_Data listing_
○ ○ ○ ○
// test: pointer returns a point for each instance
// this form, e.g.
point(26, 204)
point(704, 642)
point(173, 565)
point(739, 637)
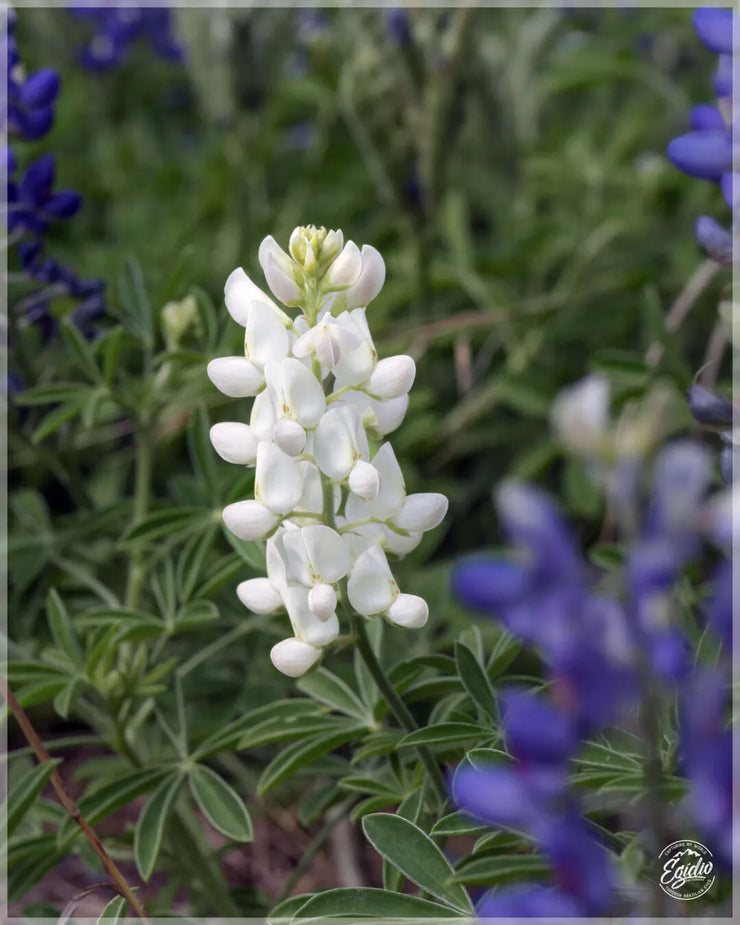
○ ○ ○ ○
_Written instruction_
Render every line of the records as a Markdown table with the columns "No" and "Line", numbering the rows and omitting blank lines. Exclude the pictures.

_Correct result_
| No | Line |
|---|---|
| 1 | // test: pointer returns a point for each instance |
| 2 | // this form, e.g. |
| 3 | point(26, 204) |
| 4 | point(704, 642) |
| 5 | point(173, 565) |
| 6 | point(739, 637) |